Directive
Can you rewrite the rows from the line with "Look at the photo above. For each instance of the shuttered" up to and including the line with "(1257, 158)", replacing "black leggings" with "dark leggings" and keeping everything else the same?

Data extracted from a collection
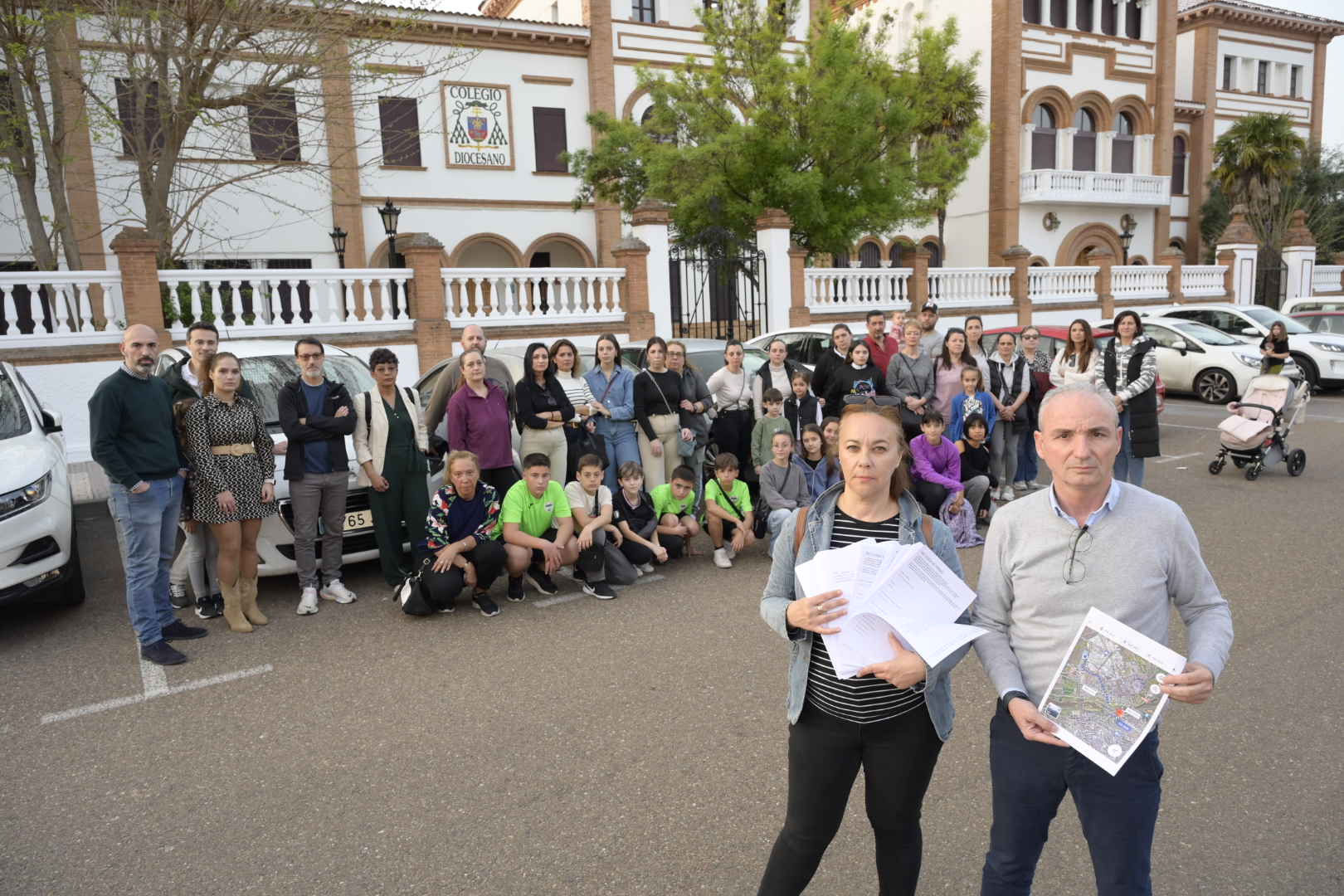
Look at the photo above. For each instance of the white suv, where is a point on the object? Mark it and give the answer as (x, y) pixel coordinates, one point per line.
(1319, 355)
(39, 555)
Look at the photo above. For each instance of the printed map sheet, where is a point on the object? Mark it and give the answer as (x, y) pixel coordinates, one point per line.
(1105, 696)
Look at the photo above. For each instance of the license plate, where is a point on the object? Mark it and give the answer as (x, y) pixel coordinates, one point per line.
(355, 520)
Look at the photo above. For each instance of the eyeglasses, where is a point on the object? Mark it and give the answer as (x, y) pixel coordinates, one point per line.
(1074, 568)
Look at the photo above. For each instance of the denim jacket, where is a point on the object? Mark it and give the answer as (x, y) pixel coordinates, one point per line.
(782, 587)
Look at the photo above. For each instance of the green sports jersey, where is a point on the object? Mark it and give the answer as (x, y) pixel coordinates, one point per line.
(533, 516)
(665, 503)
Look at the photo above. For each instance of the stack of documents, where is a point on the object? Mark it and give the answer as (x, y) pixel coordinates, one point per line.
(893, 589)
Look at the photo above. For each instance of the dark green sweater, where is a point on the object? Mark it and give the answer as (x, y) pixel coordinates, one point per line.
(130, 429)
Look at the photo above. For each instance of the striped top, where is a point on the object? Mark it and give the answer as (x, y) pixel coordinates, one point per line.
(869, 699)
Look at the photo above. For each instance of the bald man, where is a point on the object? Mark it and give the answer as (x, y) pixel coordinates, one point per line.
(134, 441)
(1085, 542)
(448, 382)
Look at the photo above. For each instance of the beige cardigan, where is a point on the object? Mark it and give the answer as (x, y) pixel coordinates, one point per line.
(371, 440)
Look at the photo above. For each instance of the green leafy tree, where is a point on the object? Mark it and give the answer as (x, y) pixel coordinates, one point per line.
(825, 130)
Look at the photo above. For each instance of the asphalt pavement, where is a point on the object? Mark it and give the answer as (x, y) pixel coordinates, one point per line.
(626, 747)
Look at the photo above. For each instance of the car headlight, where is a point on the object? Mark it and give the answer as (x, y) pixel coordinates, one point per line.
(26, 497)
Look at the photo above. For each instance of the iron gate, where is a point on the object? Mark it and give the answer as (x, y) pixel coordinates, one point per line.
(718, 286)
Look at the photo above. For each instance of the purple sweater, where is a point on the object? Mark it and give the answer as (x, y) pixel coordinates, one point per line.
(938, 464)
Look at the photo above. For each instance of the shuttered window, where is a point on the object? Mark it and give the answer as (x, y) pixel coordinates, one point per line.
(548, 136)
(399, 123)
(275, 127)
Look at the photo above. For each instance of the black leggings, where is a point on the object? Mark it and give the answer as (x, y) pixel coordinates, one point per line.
(824, 757)
(930, 496)
(442, 587)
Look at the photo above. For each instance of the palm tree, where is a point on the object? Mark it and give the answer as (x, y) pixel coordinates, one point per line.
(1257, 158)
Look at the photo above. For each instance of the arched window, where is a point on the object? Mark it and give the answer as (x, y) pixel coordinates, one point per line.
(1177, 165)
(1043, 137)
(1122, 147)
(1085, 140)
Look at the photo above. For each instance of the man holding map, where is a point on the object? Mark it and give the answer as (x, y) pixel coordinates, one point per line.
(1086, 543)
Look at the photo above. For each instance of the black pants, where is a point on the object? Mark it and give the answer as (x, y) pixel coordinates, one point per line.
(930, 496)
(500, 477)
(444, 587)
(824, 757)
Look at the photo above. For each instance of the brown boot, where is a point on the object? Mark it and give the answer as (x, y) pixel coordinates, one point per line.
(234, 607)
(247, 592)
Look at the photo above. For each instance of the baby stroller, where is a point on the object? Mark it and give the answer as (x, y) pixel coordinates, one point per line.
(1255, 434)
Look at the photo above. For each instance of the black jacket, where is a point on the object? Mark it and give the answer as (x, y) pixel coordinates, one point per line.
(1142, 407)
(182, 388)
(327, 427)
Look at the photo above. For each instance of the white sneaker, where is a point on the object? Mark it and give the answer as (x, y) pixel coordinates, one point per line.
(339, 592)
(307, 602)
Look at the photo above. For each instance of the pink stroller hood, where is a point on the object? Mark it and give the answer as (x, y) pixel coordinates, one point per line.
(1248, 427)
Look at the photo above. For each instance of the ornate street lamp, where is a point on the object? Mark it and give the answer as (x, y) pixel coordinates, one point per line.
(339, 245)
(1127, 234)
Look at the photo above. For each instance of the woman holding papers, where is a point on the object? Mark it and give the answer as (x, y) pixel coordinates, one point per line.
(893, 718)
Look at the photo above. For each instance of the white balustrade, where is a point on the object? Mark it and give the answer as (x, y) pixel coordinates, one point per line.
(838, 289)
(50, 308)
(264, 301)
(1140, 281)
(969, 286)
(1202, 280)
(1326, 278)
(1093, 188)
(520, 296)
(1047, 285)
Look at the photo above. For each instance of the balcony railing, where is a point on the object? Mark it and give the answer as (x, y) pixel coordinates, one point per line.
(56, 308)
(1094, 188)
(522, 296)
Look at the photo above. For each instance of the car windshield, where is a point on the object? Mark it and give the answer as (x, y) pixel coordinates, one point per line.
(269, 373)
(1207, 334)
(1268, 316)
(14, 416)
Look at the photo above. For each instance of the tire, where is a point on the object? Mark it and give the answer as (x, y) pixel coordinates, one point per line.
(1308, 367)
(1215, 386)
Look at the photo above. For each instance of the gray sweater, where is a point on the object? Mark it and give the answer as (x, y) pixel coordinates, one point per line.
(784, 488)
(1144, 557)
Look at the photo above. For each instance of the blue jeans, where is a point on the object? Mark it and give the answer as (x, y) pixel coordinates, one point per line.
(621, 446)
(1118, 815)
(147, 535)
(1127, 468)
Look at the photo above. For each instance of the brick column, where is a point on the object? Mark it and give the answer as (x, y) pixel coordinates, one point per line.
(1103, 258)
(918, 282)
(1019, 257)
(138, 258)
(633, 256)
(1176, 260)
(427, 306)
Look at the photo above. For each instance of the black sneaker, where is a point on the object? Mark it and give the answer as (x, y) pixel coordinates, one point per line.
(178, 597)
(162, 653)
(179, 631)
(210, 606)
(541, 581)
(600, 590)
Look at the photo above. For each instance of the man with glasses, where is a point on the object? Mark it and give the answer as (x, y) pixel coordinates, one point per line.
(316, 414)
(1085, 542)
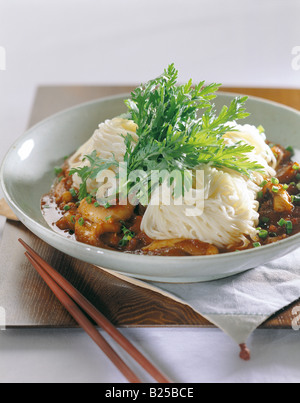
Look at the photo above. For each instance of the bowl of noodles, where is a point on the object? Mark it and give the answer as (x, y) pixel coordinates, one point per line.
(173, 183)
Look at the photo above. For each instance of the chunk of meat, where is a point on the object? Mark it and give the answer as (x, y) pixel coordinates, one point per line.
(113, 214)
(287, 173)
(89, 232)
(282, 201)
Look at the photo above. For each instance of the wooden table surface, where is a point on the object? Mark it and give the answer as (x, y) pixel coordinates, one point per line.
(27, 300)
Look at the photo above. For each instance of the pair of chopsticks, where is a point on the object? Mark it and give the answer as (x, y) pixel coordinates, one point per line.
(75, 303)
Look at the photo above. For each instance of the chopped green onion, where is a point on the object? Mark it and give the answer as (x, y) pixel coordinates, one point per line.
(289, 227)
(260, 195)
(73, 192)
(263, 234)
(291, 150)
(263, 183)
(260, 129)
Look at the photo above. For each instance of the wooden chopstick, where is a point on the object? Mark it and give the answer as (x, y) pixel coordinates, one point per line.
(63, 287)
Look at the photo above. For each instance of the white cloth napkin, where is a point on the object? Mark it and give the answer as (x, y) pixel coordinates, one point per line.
(241, 303)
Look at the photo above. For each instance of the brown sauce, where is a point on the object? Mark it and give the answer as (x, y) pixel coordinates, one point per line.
(118, 227)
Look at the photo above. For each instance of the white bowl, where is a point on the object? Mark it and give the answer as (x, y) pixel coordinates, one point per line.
(27, 173)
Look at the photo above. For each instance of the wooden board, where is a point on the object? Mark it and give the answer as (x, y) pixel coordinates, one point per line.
(27, 300)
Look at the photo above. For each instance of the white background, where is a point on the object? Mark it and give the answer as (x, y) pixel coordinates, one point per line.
(234, 42)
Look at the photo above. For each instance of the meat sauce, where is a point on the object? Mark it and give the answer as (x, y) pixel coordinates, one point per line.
(119, 227)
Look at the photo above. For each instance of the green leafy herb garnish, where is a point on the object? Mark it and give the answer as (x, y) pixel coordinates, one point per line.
(91, 171)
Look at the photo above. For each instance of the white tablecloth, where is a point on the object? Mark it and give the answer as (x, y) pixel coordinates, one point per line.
(247, 43)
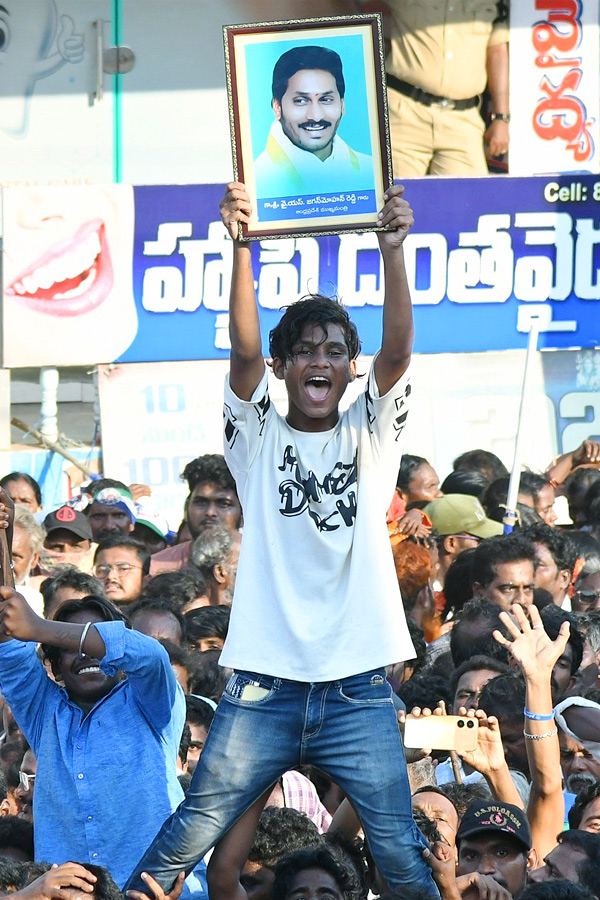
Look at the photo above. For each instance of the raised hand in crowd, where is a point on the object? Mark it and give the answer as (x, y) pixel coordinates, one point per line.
(488, 757)
(155, 891)
(536, 655)
(58, 882)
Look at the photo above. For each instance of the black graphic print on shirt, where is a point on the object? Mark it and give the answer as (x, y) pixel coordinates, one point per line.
(299, 495)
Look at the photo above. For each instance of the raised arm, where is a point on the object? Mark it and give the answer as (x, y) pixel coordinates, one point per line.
(19, 621)
(398, 329)
(247, 364)
(497, 134)
(536, 655)
(587, 453)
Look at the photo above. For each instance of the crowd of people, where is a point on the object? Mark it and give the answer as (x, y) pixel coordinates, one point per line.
(221, 710)
(515, 811)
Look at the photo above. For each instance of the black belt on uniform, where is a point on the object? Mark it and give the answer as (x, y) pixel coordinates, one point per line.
(415, 93)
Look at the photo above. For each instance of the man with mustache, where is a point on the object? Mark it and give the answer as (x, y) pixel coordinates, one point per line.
(304, 154)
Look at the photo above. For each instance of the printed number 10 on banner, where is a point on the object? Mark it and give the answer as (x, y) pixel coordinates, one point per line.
(165, 398)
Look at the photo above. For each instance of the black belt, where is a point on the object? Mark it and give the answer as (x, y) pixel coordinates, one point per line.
(415, 93)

Reply to the exercise
Look at the photo above. For each instance of the shuttered window, where is a point on the object? Mark it and give the answer as (x, y) pixel coordinates, one point per line.
(548, 136)
(399, 123)
(275, 127)
Look at the photo above. For each instance of the dark leggings, where is a point on the object? Mark it and give the answer as (x, y) pixel coordinates, one point per line.
(824, 757)
(930, 496)
(442, 587)
Look at the photo above. For each instance of the palm tree, where is a point on the object? Mark it and give the answer as (x, y) pixel coordinates, one point per line.
(1257, 158)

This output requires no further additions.